_Aim_
Copy out each line of the records below that contains the string "input". Uppercase and lowercase letters count as different.

|---|

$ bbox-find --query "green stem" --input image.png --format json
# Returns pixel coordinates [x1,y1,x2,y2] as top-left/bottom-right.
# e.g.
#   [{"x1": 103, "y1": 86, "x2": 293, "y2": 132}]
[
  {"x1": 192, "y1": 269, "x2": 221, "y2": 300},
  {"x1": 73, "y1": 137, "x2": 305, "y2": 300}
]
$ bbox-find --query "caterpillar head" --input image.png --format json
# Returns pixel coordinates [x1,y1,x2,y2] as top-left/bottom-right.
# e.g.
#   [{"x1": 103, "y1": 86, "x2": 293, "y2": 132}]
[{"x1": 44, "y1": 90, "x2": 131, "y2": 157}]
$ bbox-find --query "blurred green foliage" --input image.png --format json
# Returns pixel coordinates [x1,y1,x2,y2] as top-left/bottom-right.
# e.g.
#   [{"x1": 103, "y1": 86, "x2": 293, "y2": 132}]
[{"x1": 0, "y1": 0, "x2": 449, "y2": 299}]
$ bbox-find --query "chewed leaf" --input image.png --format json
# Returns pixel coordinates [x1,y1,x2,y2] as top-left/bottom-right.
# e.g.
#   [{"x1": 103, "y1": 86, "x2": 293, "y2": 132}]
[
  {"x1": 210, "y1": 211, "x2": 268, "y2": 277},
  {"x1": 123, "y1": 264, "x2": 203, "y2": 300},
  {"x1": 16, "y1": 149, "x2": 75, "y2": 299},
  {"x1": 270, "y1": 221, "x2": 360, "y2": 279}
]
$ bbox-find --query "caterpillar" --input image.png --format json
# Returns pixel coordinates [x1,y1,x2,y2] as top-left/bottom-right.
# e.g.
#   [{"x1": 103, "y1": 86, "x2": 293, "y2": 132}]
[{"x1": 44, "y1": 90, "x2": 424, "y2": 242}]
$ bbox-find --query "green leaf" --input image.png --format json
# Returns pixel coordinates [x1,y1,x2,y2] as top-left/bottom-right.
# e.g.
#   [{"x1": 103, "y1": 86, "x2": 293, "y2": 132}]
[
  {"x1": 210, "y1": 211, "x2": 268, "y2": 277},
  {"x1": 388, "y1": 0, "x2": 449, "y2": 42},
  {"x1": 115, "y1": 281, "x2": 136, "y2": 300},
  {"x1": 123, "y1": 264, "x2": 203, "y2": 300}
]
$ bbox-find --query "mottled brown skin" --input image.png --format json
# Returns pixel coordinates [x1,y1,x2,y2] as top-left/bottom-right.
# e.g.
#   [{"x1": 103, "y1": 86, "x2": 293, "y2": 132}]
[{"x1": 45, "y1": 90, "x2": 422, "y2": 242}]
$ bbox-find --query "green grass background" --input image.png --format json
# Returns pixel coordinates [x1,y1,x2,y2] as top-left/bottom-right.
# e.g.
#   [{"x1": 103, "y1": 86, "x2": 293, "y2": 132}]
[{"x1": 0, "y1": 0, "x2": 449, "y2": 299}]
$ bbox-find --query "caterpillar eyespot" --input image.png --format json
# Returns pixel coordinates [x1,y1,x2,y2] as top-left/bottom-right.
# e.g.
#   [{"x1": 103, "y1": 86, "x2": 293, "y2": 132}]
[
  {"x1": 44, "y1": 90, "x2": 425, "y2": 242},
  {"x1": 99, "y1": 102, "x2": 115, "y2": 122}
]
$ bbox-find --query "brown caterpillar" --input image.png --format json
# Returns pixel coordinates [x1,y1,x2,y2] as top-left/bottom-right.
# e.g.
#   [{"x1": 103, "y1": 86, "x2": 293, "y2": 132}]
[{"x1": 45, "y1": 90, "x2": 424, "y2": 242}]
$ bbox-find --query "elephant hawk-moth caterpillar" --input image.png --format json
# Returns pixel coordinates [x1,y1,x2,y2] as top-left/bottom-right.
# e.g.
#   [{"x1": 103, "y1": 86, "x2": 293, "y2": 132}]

|---|

_Task response_
$ bbox-find --query "green stem" --input image.png --format json
$ bbox-find --query "caterpillar head" --input image.png --format json
$ bbox-find --query "blurred green foliage" --input image.png --format json
$ bbox-find --query "chewed leaf" --input image.png --format json
$ bbox-find --query "caterpillar" --input image.png --format json
$ bbox-find --query "green leaf" --input image.png --format json
$ bbox-find --query "mottled brown skin" --input image.png --format json
$ bbox-find --query "green grass background" --input image.png --format json
$ bbox-find --query "caterpillar eyespot" --input image.png --format json
$ bbox-find --query "brown caterpillar" --input image.png --format json
$ bbox-find --query "elephant hawk-moth caterpillar" --input image.png --format json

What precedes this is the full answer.